## Atividade
Transcreva a parte da reportagem sobre o resgate das vítimas do acidente da Gol que começa em "Os primeiros relatos" e vai até "portas estão fechadas'.".

## Trecho para leitura
- - - - - - -

Título: Equipes dormem na mata para abrir caminho para legistas
Autor: Eduardo Nunomura, Laura Diniz
Fonte: O Estado de São Paulo, 02/10/2006, Metrópole, p. C3

Militares e três legistas desceram na mata e começaram ontem o trabalho de resgate e identificação dos corpos das 155 vítimas do pior acidente da história da aviação civil brasileira, a queda, na sexta-feira, de um Boeing da Gol. Eles estavam em dois helicópteros que decolaram às 16h20 (17h20 de Brasília) da Fazenda Jarinã, em Peixoto de Azevedo, Mato Grosso, usada como base da logística da operação. Os helicópteros retornaram às 17 horas para a fazenda com os dois primeiros corpos resgatados, levados num avião Bandeirante para a Base Aérea de Cachimbo, no Pará, onde legistas tentariam identificar as vítimas.

Um caminhão frigorífico está à disposição dos peritos para armazenagem dos corpos. Mais dois veículos desse tipo estão estacionados na Base Aérea do Cachimbo. Funcionários dos Institutos Médico-Legais de Cuiabá e Brasília também participarão do trabalho, que não tem data para terminar.

Os primeiros relatos da equipe de resgate que dormiu na selva na noite de sábado para domingo, formada por 11 militares da Aeronáutica e 5 do Exército, dão conta de que que 'só por milagre' eles poderão encontrar sobreviventes. 'A situação é muito pior do que qualquer um de nós poderia imaginar', disse o brigadeiro Jorge Kersul, coordenador-geral das operações de busca.

Os militares revelaram que há uma grande concentração de destroços em uma única área, que exala um forte cheiro de corpos queimados. Uma fonte do grupo disse à reportagem do Estado que o cheiro é forte a ponto de 'penetrar no interior dos helicópteros, mesmo quando as portas estão fechadas'.

- - - - - - -

## Entradas de dados
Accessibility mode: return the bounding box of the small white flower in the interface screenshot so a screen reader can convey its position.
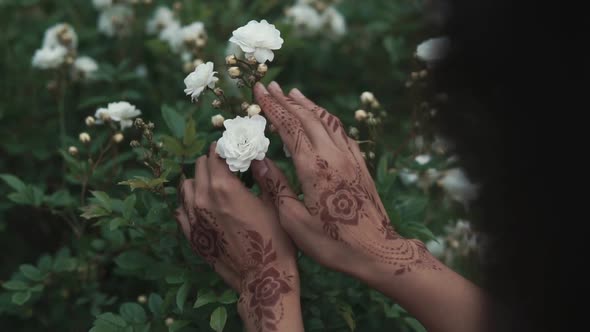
[32,46,68,69]
[92,0,113,10]
[438,168,479,207]
[145,6,177,35]
[416,37,450,63]
[215,115,270,172]
[322,7,346,38]
[414,154,431,165]
[42,23,78,49]
[211,114,225,128]
[286,4,324,35]
[426,236,446,258]
[98,5,133,37]
[361,91,376,104]
[94,101,141,130]
[184,61,219,100]
[180,22,206,41]
[399,169,418,186]
[74,56,98,77]
[229,20,283,63]
[159,22,183,53]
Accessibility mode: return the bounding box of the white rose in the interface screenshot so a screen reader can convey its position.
[322,7,346,38]
[416,37,450,63]
[414,154,431,165]
[145,6,176,35]
[92,0,113,10]
[159,21,183,53]
[43,23,78,49]
[229,20,283,63]
[215,115,270,172]
[184,61,219,100]
[426,236,446,258]
[74,56,98,77]
[94,101,141,130]
[32,46,68,69]
[438,168,479,207]
[180,22,205,41]
[98,5,133,37]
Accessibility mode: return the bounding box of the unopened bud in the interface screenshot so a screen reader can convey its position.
[227,67,242,78]
[240,102,250,111]
[78,133,90,143]
[225,54,238,66]
[164,317,174,326]
[247,104,262,116]
[211,114,225,128]
[354,110,367,122]
[113,133,125,143]
[211,99,221,108]
[84,116,96,127]
[361,91,375,104]
[68,146,78,156]
[246,55,258,65]
[256,63,268,74]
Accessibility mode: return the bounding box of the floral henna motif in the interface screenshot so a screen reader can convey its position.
[240,231,293,331]
[190,208,227,265]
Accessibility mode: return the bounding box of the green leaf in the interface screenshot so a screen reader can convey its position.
[119,302,147,324]
[209,306,227,332]
[168,320,191,332]
[217,289,238,304]
[109,217,127,231]
[12,290,31,305]
[123,195,137,219]
[404,317,426,332]
[176,282,190,312]
[148,293,164,317]
[162,105,185,138]
[182,117,197,146]
[338,303,356,331]
[115,250,151,270]
[80,204,111,220]
[94,312,127,328]
[20,264,44,281]
[193,289,217,309]
[0,174,26,191]
[91,191,112,212]
[2,280,29,290]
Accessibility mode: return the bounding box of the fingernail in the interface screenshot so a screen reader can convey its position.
[254,159,268,178]
[290,88,305,98]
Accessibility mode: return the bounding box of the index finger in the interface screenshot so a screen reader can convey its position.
[254,82,313,164]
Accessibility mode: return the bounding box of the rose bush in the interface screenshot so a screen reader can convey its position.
[0,0,478,332]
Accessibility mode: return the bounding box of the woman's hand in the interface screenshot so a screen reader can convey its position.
[252,83,487,332]
[247,82,439,280]
[176,143,303,331]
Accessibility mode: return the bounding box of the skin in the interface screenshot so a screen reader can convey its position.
[177,82,488,332]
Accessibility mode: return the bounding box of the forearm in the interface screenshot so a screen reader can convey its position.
[238,268,304,332]
[361,241,489,332]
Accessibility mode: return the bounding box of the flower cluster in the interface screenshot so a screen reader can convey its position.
[32,23,98,79]
[285,0,346,39]
[426,219,481,265]
[146,6,207,72]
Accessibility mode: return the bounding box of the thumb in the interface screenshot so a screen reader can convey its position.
[252,158,311,228]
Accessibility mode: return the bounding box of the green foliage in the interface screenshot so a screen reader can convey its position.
[0,0,480,332]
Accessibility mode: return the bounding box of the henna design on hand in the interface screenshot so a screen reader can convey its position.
[240,230,294,331]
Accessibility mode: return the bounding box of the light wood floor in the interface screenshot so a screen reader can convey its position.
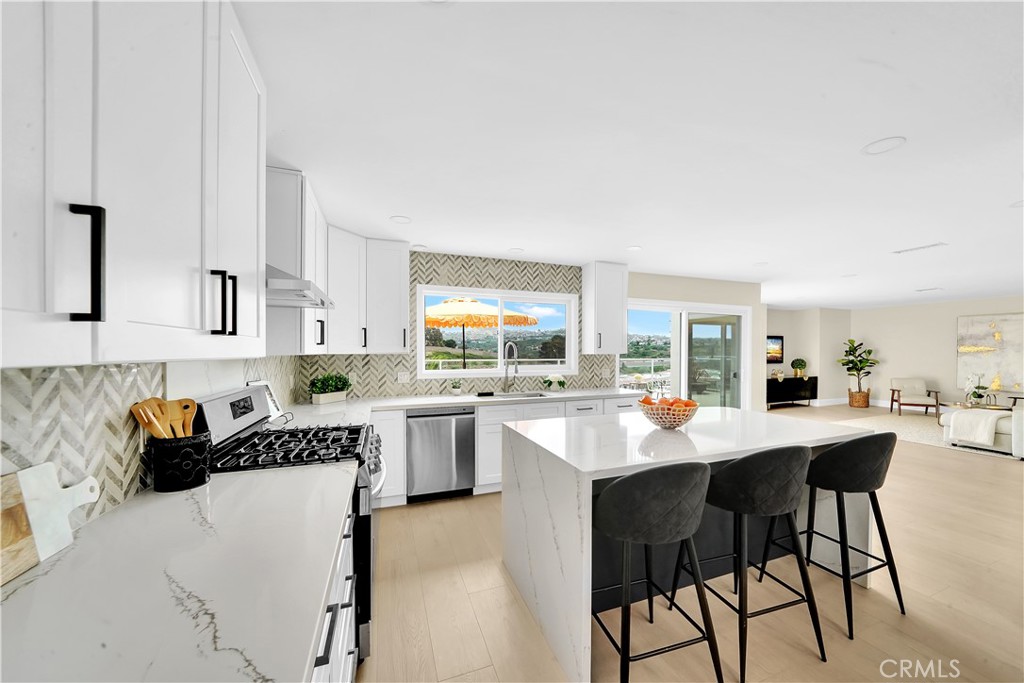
[358,405,1024,683]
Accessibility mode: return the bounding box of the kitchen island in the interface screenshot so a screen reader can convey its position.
[502,408,870,681]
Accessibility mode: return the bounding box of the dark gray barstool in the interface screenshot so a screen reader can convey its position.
[672,445,826,683]
[758,432,906,640]
[593,463,722,683]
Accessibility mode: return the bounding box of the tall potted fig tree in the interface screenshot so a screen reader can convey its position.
[837,339,879,408]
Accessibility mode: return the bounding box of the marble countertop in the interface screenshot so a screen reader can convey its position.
[286,387,644,427]
[506,408,870,477]
[0,463,355,681]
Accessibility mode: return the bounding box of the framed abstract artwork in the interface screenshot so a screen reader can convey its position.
[956,313,1024,393]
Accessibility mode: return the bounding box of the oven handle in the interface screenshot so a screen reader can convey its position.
[370,458,387,498]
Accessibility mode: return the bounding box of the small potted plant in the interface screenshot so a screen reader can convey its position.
[836,339,879,408]
[309,373,352,405]
[541,375,565,391]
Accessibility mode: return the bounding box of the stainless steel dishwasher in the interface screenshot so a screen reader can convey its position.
[406,405,476,503]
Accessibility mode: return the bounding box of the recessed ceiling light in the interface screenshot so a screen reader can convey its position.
[860,135,906,157]
[893,242,949,254]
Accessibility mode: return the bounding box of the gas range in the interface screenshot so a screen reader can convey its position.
[210,425,376,472]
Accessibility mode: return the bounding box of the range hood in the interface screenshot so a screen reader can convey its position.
[266,263,334,308]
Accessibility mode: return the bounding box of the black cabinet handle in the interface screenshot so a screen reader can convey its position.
[227,275,239,337]
[313,603,341,668]
[210,270,227,335]
[68,204,106,323]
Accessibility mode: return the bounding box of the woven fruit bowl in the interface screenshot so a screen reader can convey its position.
[637,401,699,429]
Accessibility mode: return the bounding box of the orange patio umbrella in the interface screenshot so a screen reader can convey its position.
[423,297,537,370]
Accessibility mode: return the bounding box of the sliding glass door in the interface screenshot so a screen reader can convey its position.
[618,300,752,408]
[685,312,742,408]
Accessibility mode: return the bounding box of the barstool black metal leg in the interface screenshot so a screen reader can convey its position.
[867,490,906,614]
[669,541,684,611]
[736,513,746,683]
[732,512,741,594]
[807,486,818,562]
[785,512,827,661]
[684,537,722,683]
[758,515,778,584]
[836,490,853,640]
[643,543,654,624]
[618,541,632,683]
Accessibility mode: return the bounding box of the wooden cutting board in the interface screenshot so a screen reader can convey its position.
[0,463,99,584]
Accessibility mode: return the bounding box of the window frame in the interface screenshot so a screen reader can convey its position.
[416,285,580,380]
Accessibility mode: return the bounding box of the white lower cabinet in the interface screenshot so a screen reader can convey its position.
[604,396,640,415]
[370,411,406,507]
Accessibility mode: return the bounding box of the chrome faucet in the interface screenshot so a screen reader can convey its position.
[502,342,519,393]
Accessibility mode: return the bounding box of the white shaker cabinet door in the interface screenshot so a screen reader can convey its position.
[0,2,98,368]
[94,2,207,361]
[327,225,367,353]
[204,2,266,350]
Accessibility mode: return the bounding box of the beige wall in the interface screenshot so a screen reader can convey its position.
[629,272,767,411]
[850,296,1024,404]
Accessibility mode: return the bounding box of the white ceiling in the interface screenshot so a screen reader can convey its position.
[236,2,1024,308]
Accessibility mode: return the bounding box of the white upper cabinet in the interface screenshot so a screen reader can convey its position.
[0,2,101,368]
[367,240,411,353]
[3,2,265,367]
[581,261,630,354]
[327,225,367,353]
[266,167,330,355]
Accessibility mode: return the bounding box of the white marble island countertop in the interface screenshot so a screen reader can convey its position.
[508,407,868,478]
[0,463,355,681]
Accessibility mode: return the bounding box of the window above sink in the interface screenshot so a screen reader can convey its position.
[416,285,579,379]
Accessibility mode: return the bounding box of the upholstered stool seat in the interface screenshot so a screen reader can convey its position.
[593,463,722,683]
[673,445,825,683]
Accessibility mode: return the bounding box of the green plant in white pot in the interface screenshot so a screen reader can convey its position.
[309,373,352,405]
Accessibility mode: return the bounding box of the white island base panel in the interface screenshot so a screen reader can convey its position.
[502,409,871,681]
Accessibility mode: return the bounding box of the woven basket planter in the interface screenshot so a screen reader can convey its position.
[846,389,871,408]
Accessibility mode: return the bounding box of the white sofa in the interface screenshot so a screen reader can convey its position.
[939,405,1024,460]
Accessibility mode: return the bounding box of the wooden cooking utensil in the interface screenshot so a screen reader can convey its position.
[142,396,174,438]
[178,398,196,436]
[131,403,167,438]
[167,400,185,437]
[0,463,99,583]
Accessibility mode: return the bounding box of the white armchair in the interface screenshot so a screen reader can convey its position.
[889,377,939,420]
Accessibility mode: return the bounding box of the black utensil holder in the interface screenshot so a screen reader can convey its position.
[146,432,211,494]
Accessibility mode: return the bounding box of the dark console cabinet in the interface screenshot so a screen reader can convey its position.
[767,377,818,409]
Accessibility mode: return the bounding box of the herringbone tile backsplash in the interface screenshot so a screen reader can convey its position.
[293,252,615,403]
[0,364,164,527]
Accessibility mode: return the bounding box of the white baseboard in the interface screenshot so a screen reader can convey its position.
[811,398,850,408]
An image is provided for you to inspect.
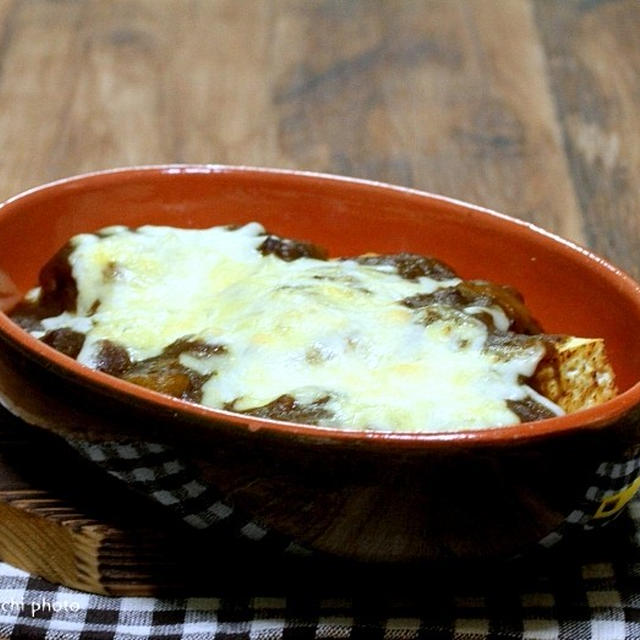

- - - - - - -

## Espaço para resposta
Os primeiros relatos da equipe de resgate que dormiu na selva na noite de sábado para domingo, formada por 11 militares da Aeronáutica e 5 do Exército, dão conta de que que 'só por milagre' eles poderão encontrar sobreviventes. 'A situação é muito pior do que qualquer um de nós poderia imaginar', disse o brigadeiro Jorge Kersul, coordenador-geral das operações de busca.

Os militares revelaram que há uma grande concentração de destroços em uma única área, que exala um forte cheiro de corpos queimados. Uma fonte do grupo disse à reportagem do Estado que o cheiro é forte a ponto de 'penetrar no interior dos helicópteros, mesmo quando as portas estão fechadas'.